• © Pedro Medeiros, Convento do Carmo, 2021

Quartel do Carmo/Avenida da Liberdade

Artigo por
Ana Guardião

Quartel do Carmo – Avenida da Liberdade

Lugares de memória reconhecidos, o Quartel do Carmo e a Avenida da Liberdade representam, espacial e simbolicamente, na cidade de Lisboa, mas também em Portugal, a instauração do actual regime democrático, pela sua associação à revolução de 25 de Abril de 1974. O Quartel do Carmo por ter sido o palco da destituição dos mais altos dignitários do poder autoritário do Estado Novo. A Avenida da Liberdade, pela sua denominação toponímica, tornou-se, desde então, espaço de celebração da data e dos seus vários e importantes significados. A associação da Avenida ao 25 de Abril, como espaço de reivindicação e mobilização civil anual, de reafirmação dos valores de Abril e da sua cristalização na memória colectiva, suscitou, inclusive, uma transformação das percepções associadas à história do seu nome, que, datando de 1886, evocava anteriomente a restauração da independência portuguesa face a Castela (1640).

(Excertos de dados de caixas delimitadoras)
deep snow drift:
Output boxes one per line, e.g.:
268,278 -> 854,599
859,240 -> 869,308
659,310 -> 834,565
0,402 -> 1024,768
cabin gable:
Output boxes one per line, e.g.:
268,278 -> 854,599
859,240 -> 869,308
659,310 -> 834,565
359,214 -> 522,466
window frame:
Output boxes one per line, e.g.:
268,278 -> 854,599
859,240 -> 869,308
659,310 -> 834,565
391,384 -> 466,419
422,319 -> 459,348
==
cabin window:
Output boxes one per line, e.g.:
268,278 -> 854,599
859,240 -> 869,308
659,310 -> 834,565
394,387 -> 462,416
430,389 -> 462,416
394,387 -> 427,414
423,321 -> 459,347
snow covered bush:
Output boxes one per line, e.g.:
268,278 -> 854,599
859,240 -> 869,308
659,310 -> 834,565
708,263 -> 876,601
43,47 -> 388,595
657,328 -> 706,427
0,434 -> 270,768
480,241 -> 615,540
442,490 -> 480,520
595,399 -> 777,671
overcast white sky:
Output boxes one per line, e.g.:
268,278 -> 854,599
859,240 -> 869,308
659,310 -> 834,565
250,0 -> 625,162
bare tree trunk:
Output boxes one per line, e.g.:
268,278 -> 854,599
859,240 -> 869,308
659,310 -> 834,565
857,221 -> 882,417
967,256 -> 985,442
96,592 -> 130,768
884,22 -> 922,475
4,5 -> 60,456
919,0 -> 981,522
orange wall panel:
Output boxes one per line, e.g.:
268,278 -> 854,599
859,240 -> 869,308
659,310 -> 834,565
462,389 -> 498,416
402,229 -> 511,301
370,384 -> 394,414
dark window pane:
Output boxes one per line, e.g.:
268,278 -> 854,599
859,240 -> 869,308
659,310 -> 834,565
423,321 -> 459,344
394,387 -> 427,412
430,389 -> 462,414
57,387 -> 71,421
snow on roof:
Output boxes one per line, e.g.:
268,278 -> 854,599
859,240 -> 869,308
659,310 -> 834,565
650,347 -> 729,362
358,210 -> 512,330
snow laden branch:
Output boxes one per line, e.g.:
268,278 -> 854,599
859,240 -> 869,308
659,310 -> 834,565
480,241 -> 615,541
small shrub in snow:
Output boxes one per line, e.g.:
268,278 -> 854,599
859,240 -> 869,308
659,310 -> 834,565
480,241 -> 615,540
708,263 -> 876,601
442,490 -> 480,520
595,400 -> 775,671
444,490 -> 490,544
...
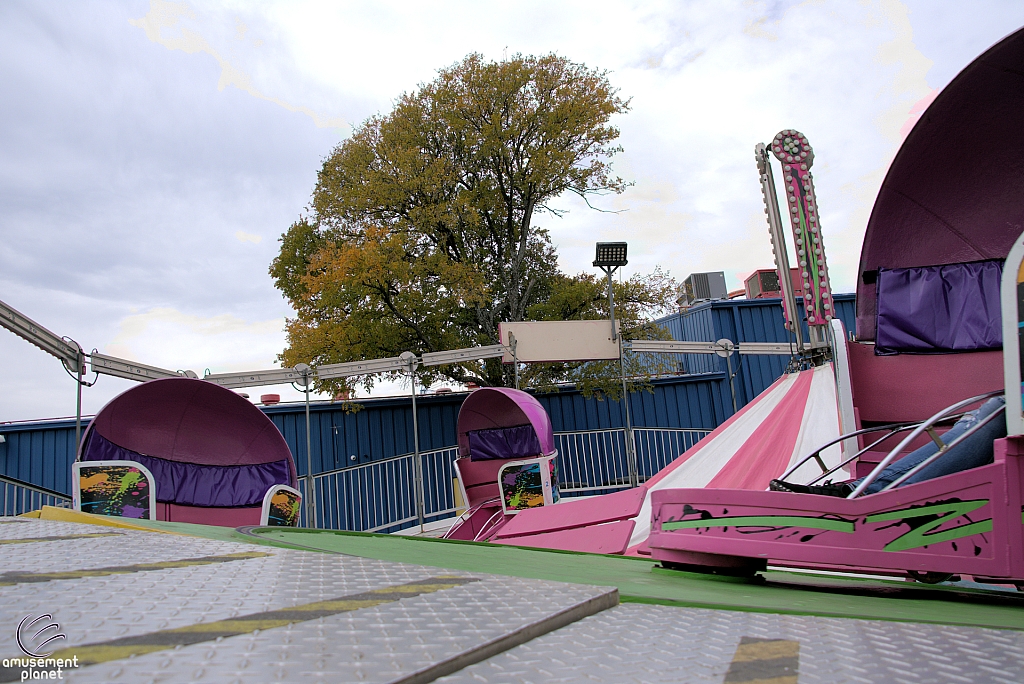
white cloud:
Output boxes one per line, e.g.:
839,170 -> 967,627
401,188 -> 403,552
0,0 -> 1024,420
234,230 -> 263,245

§ Conjunto de tarefas
1. Indica todos os anos referidos no parágrafo do texto sobre o Quartel do Carmo e a Avenida da Liberdade.
2. Dispõe como uma lista JSON de strings, uma por linha e sem linhas em branco, o trecho dos registos que vai da linha que contém "small shrub in" até à linha que contém "444,490 -> 490,544", ambas incluídas.

§ Respostas às tarefas
1. 1974, 1886, 1640

2.
[
  "small shrub in snow:",
  "Output boxes one per line, e.g.:",
  "268,278 -> 854,599",
  "859,240 -> 869,308",
  "659,310 -> 834,565",
  "480,241 -> 615,540",
  "708,263 -> 876,601",
  "442,490 -> 480,520",
  "595,400 -> 775,671",
  "444,490 -> 490,544"
]